■ **Task prompt**: Print every entry exactly as it appears, but skip the pictures.

━━ Input records

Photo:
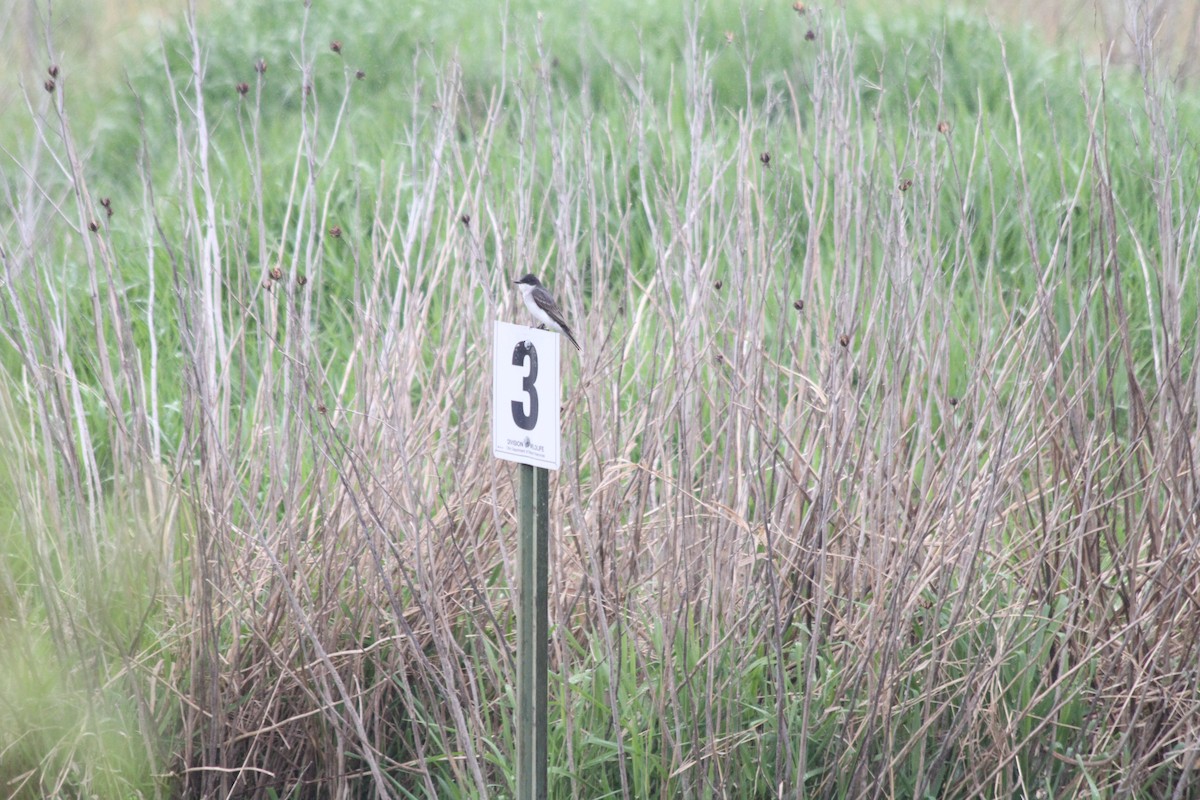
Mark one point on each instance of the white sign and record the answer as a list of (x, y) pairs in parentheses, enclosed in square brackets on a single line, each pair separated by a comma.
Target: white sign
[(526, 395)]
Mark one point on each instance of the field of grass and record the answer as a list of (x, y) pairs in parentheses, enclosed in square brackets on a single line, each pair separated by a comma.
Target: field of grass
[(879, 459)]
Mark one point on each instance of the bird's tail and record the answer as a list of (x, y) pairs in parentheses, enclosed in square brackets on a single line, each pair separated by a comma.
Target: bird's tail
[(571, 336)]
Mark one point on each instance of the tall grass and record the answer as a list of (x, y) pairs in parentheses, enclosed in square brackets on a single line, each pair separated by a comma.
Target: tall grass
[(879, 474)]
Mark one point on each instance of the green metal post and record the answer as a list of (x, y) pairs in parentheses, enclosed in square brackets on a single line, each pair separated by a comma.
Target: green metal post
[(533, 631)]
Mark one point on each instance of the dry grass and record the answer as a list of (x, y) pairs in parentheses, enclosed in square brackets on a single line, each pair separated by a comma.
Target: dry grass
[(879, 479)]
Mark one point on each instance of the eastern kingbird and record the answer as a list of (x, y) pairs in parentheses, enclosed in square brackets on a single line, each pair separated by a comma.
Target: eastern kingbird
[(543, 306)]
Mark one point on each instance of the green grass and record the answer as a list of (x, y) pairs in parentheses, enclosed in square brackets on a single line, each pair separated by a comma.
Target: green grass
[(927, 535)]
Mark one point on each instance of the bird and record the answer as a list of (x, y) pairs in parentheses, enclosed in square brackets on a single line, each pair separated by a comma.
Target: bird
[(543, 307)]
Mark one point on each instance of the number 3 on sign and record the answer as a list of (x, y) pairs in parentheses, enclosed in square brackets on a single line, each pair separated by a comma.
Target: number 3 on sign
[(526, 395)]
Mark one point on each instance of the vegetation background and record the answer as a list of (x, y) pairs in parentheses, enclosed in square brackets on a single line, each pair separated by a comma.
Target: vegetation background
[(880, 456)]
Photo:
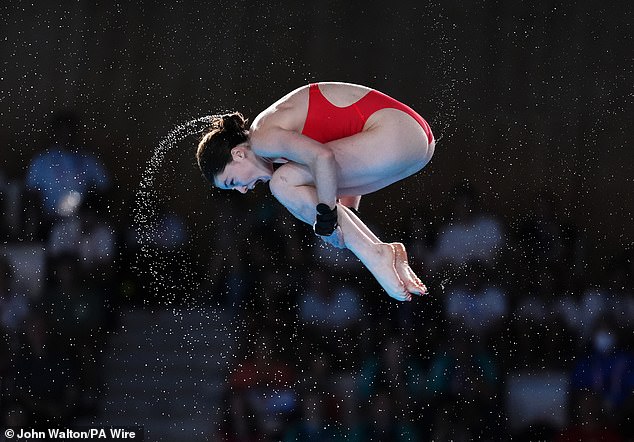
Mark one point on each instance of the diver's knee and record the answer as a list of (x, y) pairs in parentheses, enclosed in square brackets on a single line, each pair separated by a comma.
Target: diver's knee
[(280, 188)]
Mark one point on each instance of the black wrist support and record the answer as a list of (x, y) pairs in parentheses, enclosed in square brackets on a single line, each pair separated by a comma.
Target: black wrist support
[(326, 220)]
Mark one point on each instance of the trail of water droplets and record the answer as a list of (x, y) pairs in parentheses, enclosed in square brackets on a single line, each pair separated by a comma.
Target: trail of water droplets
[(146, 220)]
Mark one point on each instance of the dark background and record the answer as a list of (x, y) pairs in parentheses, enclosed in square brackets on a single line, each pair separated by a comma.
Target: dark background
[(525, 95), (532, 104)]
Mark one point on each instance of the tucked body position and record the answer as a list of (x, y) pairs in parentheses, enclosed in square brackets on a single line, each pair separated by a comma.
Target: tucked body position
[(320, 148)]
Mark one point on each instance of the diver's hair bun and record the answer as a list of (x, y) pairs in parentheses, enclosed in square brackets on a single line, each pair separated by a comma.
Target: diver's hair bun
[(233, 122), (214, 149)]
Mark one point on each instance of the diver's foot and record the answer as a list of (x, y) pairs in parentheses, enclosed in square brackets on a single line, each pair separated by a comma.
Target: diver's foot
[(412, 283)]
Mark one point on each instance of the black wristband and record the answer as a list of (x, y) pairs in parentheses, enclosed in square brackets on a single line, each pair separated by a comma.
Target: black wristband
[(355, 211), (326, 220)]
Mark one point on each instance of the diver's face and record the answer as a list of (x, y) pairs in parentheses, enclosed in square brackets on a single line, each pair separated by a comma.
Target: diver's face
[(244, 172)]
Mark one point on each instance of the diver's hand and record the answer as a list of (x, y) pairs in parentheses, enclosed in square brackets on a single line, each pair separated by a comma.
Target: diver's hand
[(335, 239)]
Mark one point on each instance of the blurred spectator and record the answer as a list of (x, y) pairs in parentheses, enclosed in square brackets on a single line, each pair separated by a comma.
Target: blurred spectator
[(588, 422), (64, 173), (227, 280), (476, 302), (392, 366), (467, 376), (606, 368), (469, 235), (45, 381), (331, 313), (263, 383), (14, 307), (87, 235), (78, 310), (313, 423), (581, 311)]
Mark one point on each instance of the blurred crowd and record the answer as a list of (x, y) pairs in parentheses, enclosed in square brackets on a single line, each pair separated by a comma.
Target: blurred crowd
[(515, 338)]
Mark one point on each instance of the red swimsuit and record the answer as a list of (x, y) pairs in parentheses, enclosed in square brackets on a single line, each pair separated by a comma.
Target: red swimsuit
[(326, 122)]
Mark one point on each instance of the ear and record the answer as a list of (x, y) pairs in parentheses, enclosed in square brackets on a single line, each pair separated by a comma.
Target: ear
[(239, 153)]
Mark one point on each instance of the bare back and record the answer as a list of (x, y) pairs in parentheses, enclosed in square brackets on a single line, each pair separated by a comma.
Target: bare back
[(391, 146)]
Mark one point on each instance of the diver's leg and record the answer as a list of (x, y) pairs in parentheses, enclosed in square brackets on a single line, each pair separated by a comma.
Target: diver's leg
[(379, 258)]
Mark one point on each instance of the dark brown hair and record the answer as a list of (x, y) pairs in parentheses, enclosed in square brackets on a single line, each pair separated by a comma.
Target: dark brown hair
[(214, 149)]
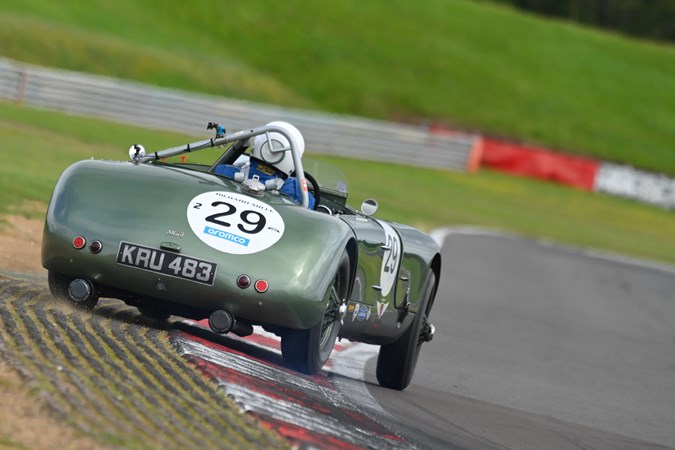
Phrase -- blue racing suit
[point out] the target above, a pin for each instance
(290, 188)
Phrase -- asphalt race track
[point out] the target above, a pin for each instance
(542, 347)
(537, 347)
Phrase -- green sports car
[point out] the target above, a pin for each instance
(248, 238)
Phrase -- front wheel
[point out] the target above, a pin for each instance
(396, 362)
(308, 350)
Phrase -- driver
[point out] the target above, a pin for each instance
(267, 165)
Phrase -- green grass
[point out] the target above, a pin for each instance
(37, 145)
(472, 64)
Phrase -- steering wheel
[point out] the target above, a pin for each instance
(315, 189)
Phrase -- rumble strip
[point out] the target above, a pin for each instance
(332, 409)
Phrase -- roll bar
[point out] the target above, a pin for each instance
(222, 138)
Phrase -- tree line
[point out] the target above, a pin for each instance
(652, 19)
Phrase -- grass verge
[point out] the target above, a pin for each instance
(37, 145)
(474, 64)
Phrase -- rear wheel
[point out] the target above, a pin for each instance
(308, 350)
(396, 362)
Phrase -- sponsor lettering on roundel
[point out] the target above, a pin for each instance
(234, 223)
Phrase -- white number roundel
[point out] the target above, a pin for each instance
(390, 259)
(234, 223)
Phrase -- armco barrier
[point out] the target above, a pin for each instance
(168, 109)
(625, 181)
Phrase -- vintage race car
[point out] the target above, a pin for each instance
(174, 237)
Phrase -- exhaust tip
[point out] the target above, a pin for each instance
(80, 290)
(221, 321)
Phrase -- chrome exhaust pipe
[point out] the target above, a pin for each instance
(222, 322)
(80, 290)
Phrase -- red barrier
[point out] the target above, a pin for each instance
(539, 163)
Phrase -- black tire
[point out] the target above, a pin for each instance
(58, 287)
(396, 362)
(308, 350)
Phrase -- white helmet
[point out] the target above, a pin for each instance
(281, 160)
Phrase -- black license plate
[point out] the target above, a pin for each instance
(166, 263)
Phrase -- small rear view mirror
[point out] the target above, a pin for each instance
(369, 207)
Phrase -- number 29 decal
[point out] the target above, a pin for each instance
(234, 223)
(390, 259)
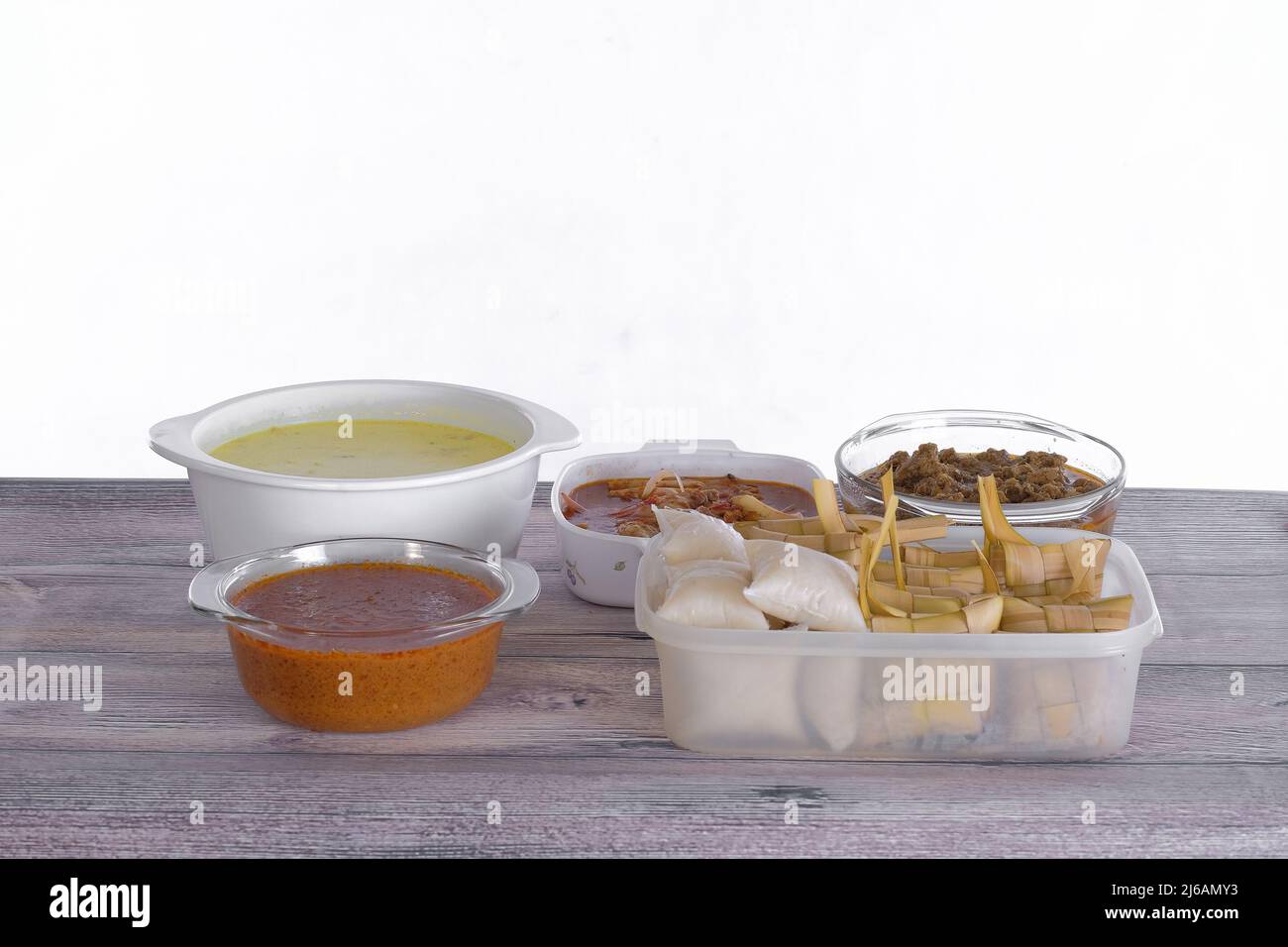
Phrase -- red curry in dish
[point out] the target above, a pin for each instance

━━━━

■ **Written reply**:
Photo:
Mark one point on each instance of the white sign and record the answer as a list of (x, y) pairs in parentheses, enclosed in square brackets on a single line, each pair separated by a comma.
Target: white sign
[(526, 395)]
Mark one point on each instance of the field of grass and record the answer as a list of (x, y) pairs in parentheses, enclosed in square brackets on a single line, each pair separated by a comma.
Target: field of grass
[(879, 459)]
Mark one point on each instance of the bird's tail and record the answer as a list of (x, y) pairs in parentheses, enclosed in square brackets on a single line, each pair separated by a comma.
Target: bird's tail
[(571, 336)]
Mark one point on each instance of the tall grass and record the answer as a list of (x, y) pairs in parentheses, enclosed in square brackets on a single line, each pair separated by a comma.
Target: tall grass
[(879, 474)]
Mark one point on each instance of the green metal post and record the answer as a list of (x, y) pairs in parentheses, enclosed in square brackets on a single line, each pair separated by a comma.
Target: green metal post
[(533, 631)]
Mark one point on each instance of the dry grass and record the answer as a list of (x, y) pairs in parentheses, enclosed in square brackets on a single line, each pair separated by a comma.
Target: dry grass
[(879, 479)]
Mark one point on each instance of the eastern kingbird and record the answer as a list of (x, y) pairs in parentheses, enclosed in square brackets on a single line, each pair separated by a comma.
Target: eastern kingbird
[(543, 306)]
Mark one point on each instance of the green grass and record the answer as a list of (x, y) pairs in parentheses, enclosed in square brackets on a single line, each pair separated by a comma.
Target: green grass
[(927, 535)]
Mark one point on each instance of the bird and record the answer as a list of (x, y) pairs in parentheses, enclosed in square brackets on a single line, each pair separated by a comma.
Target: bird
[(543, 307)]
Mark one point on each instance of the number 3 on sign and record the answer as a list of (x, y) pairs in parentheses, enclosed in square brackets on a single line, each pair separated by a comma.
Target: number 3 on sign
[(526, 395)]
Mark one point on each instance of the vegetation background and record the answer as a list of (x, y) pairs in parentheses, enclosed in square brackets on a single line, each pair separated by a comma.
Target: vegetation background
[(880, 456)]
Photo:
Mark one point on each instance of the diver's knee and record the answer as a list of (x, y) pairs in parentheses, enclosed in square brackets on a single line, each pair separated by a comma.
Target: diver's knee
[(280, 188)]
Mark one point on each instance of the black wrist support and record the answer as a list of (x, y) pairs in parentheses, enclosed in square brackets on a single line, each pair separated by a comma.
Target: black wrist support
[(326, 220)]
Mark one point on each instance of the trail of water droplets and record the answer as a list of (x, y) pairs in parentheses, enclosed in square brackets on a single line, each pair separated by a comma.
Target: trail of water droplets
[(146, 220)]
Mark one point on each instance of the dark background and record the answer as a list of (x, y) pairs in parentheses, enclosed in square brackets on a single line, each pair separated by a comma.
Target: dark background
[(525, 95), (532, 104)]
Mark one point on each instance of the tucked body position and record the answer as a list of (x, y) pairs in parentheses, enclosed in square brackets on a single line, each pair separated by a comma.
Target: tucked body position
[(320, 148)]
Mark one point on each instance of the diver's hair bun and record the answer as a list of (x, y) pairs in parentheses, enclosed in square brackets on a single line, each pair separated by a comma.
Target: diver's hair bun
[(233, 122), (214, 149)]
Mark one point on each instance of the diver's foot and record the answer as a list of (x, y) pairs in parentheses, enclosed in square brackets on a single line, each pair separated by a comma.
Target: diver's foot
[(412, 283)]
Mark one point on each instance of the black wristband and record the answer as a list of (x, y) pairs in parentheses, enclosed in square brackets on a single line, each pair separated by a comma.
Target: black wristband
[(355, 211), (326, 220)]
Mark one point on each instance of the diver's face and record the answer as a list of (x, y) pairs in parentheses, enclosed in square brackets on a single line, each pair separated by a comma.
Target: diver's face
[(244, 172)]
Mark one point on each instance of the diver's hand and record the answer as a list of (x, y) pairs in parentheses, enclosed in square brackets on a single line, each pair separated by a comma.
Target: diver's hand
[(335, 239)]
Mark one point on each instance of the blurred spectator and record the answer as a list of (x, y) pairs in parentheses, enclosed in square brackets on a single line, each pair separated by a comma.
Target: blurred spectator
[(588, 422), (64, 173), (227, 280), (476, 302), (392, 366), (467, 376), (606, 368), (469, 235), (45, 381), (331, 313), (263, 383), (14, 307), (87, 235), (78, 310), (313, 423), (581, 311)]
Mark one point on each instance of the blurred crowd and record the answer as a list of (x, y) pairs in parentheses, enclosed in square brackets on a single line, each pair separated by a comma.
Target: blurred crowd
[(515, 338)]
Mark one point on each instance of the red swimsuit and record the answer as a list of (x, y) pairs in parentheses, enclosed in square brackets on a single line, each pair separated by a comma.
Target: red swimsuit
[(326, 122)]
Mark one point on each instance of the ear and record the answer as a list of (x, y) pairs in parentheses, enclosed in square brackets on a single line, each pair separated by a comma.
Target: ear
[(239, 153)]
Mark one point on each instance of the bare back and record the answer as a list of (x, y) pairs in parentheses, enclosed in square brackets on a single line, each pair separated by a comma.
Target: bare back
[(391, 146)]
Mark one point on each instance of the diver's leg and record the answer as a list of (x, y) pairs in parentheses, enclosed in square brackets on a single line, each pair separated by a comma.
Target: diver's leg
[(379, 258)]
Mark one point on each instance of the dark brown hair and record the answer as a list of (x, y) pairs in parentheses, enclosed in square brackets on a single line, each pair separated by a comma.
Target: dark brown hair
[(214, 149)]
Phrase -- blue racing suit
[point out] the target above, a pin for each instance
(290, 188)
Phrase -- asphalt race track
[point out] the target above, a pin for each instance
(542, 347)
(537, 347)
Phrase -- green sports car
[point out] the target above, a pin for each instance
(248, 238)
Phrase -- front wheel
[point out] the target above, a pin for each instance
(396, 362)
(308, 350)
Phrase -- driver
[point out] the target above, a pin for each instance
(267, 165)
Phrase -- green grass
[point out] the target above, a pin for each instance
(37, 145)
(472, 64)
Phrase -- steering wheel
[point out] the target above, a pin for each instance
(315, 189)
Phrase -- rumble strip
[point out] the target above, a pin for each instance
(332, 409)
Phrase -- roll bar
[point out] the target above, a pin for each instance
(222, 138)
Phrase -- tree line
[point out] the target above, a pin for each instance
(652, 19)
Phrase -- grass verge
[point out] the target above, a pin for each instance
(37, 145)
(474, 64)
Phrase -- rear wheel
[point out] the target above, a pin for each instance
(308, 350)
(396, 362)
Phrase -- sponsor lettering on roundel
[point out] the target above, a pin for each instance
(234, 223)
Phrase -- white number roundel
[point out] the target above, a pin for each instance
(390, 259)
(234, 223)
Phrase -- armco barrier
[point out] the target above, a pin for each instance
(168, 109)
(625, 181)
Phrase -- vintage race car
[point out] the target above, a pin for each instance
(174, 237)
Phrase -- exhaust tip
[point out] the target above, a pin for each instance
(80, 290)
(221, 321)
Phrase -- chrome exhaust pipe
[point out] the target above, a pin for each instance
(222, 322)
(80, 290)
Phrase -- red barrier
[point out] the target above, a pin for each instance
(539, 163)
Phrase -- black tire
[point out] the target above, a pin for each instance
(58, 287)
(396, 362)
(308, 350)
Phrase -- white helmet
[point out] the target above, a pin for each instance
(281, 160)
Phrase -- black license plate
[point out] the target above, a pin for each instance
(166, 263)
Phrase -- small rear view mirror
[point out] the target above, a pin for each instance
(369, 207)
Phrase -- number 29 decal
[point out] the target above, a pin for each instance
(234, 223)
(390, 259)
Phrase -- red curry in dish
[point out] the target above, a pin for each instance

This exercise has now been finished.